- _AIM OF THE EXERCISE_
Pick up the article on 403(b) plans where it stops, carrying on from its last sentence.

Giving 403(b) a Bad Name
I was speaking recently to a 401(k) practitioner who does not work with 403(b) plans. When I explained that my primary practice was 403(b), he responded: “Why do you work with those terrible high-fee annuity plans?” I had to explain to him that the segment of 403(b) to which he was referring, the public K-12 segment, does not represent all 403(b) plans. In fact, the plans with which I work - mostly higher education, healthcare, and other large nonprofit plan sponsors - have fees that are as low or lower than their 401(k) counterparts! The gentleman thanked me for enlightening him, but the reality is that there are many people like him who firmly believe that 403(b)s are terrible. Thus, a relatively small portion of the 403(b) marketplace gives all 403(b)s a bad name! And that’s a shame, since many 403(b) plan sponsors work extremely hard to provide competitive benefits to their employees.
But, make no mistake - with the exception of a few good actors primarily in larger school districts, the public K-12 403(b) market is a mess; the polar opposite from the rest of 403(b)s. High fees, too many recordkeepers, and far too many investments are the norm for these plans. It is so bad that there is an entire watchdog website, 403(b)Wise, dedicated to documenting the chaos and warning unsuspecting teachers.
How do the plan sponsors of these plans allow this to continue? Unlike the 403(b) plan sponsors with whom I work, who often have entire committees and ample staff dedicated to ensuring that their 403(b) plans are competitive, the school districts are generally small and have no staff allocated to providing proper oversight to their 403(b) or any other voluntary benefits. For the most part, these 403(b) plans are voluntary and supplemental to a state retirement system that is in place, so they are quite low on the totem pole in terms of allocated resources.

- _PROVIDED MATERIAL_
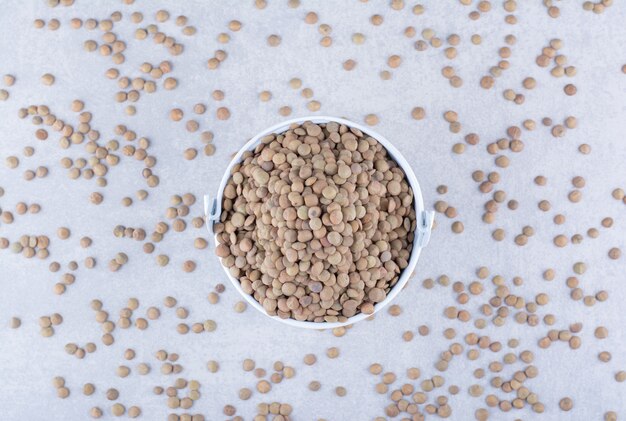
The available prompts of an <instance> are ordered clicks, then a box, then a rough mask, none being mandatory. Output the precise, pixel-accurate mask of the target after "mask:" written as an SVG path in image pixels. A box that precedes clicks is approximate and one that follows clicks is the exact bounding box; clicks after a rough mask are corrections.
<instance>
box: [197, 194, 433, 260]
mask: <svg viewBox="0 0 626 421" xmlns="http://www.w3.org/2000/svg"><path fill="white" fill-rule="evenodd" d="M221 213H222V209H221V206H220V203H218V201H217V198H215V197H214V198H213V199H211V196H209V195H208V194H205V195H204V216H205V224H206V228H207V230H208V231H209V234H210V239H212V238H214V237H215V231H214V230H213V224H215V222H216V221H219V219H220V215H221ZM434 219H435V212H433V211H423V212H422V215H421V219H420V221H419V225H418V226H417V228H416V232H417V238H416V239H415V241H416V243H417V245H418V246H419V247H422V248H423V247H426V246H427V245H428V242H429V241H430V234H431V231H432V228H433V221H434Z"/></svg>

- _TASK RESPONSE_
So, how can these 403(b) K-12 plans improve so that they don’t give a bad name to the rest of the 403(b) world? That is a good question! And one that teacher advocates have been attempting to address for many decades, without success. In fact, while most 403(b) plans have changed dramatically in the 27+ years that I have been working with them, many public K-12 plans have remained virtually unchanged!
However, despite the inertia, I do believe that there is a glimmer of hope on the horizon. States have become a lot more involved with retirement savings lately, as evidenced by the tremendous growth in auto-IRA plans for private sector employees not covered by a traditional retirement plan. Could some of this state-level enthusiasm for retirement carry over to an effort to clean up the public K-12 403(b) marketplace? It is a little known fact that states can - and do - sponsor 403(b) plans for public K-12 employees. Some, like the one sponsored by the State of Delaware, provide fees and investments that rival higher education and healthcare 403(b) counterparts, due to collective purchasing power. Whether these can catch fire like auto-IRA arrangements remains to be seen, but the solution to the Wild West of 403(b) plans for public K-12 is indeed already out there for eligible school districts lucky enough to be located in states like Delaware and others that sponsor competitive 403(b) plans.
Note: This feature is to provide general information only, does not constitute legal advice, and cannot be used or substituted for legal or tax advice. Opinions expressed are those of the author, and do not necessarily represent the opinions of Cammack Retirement Group.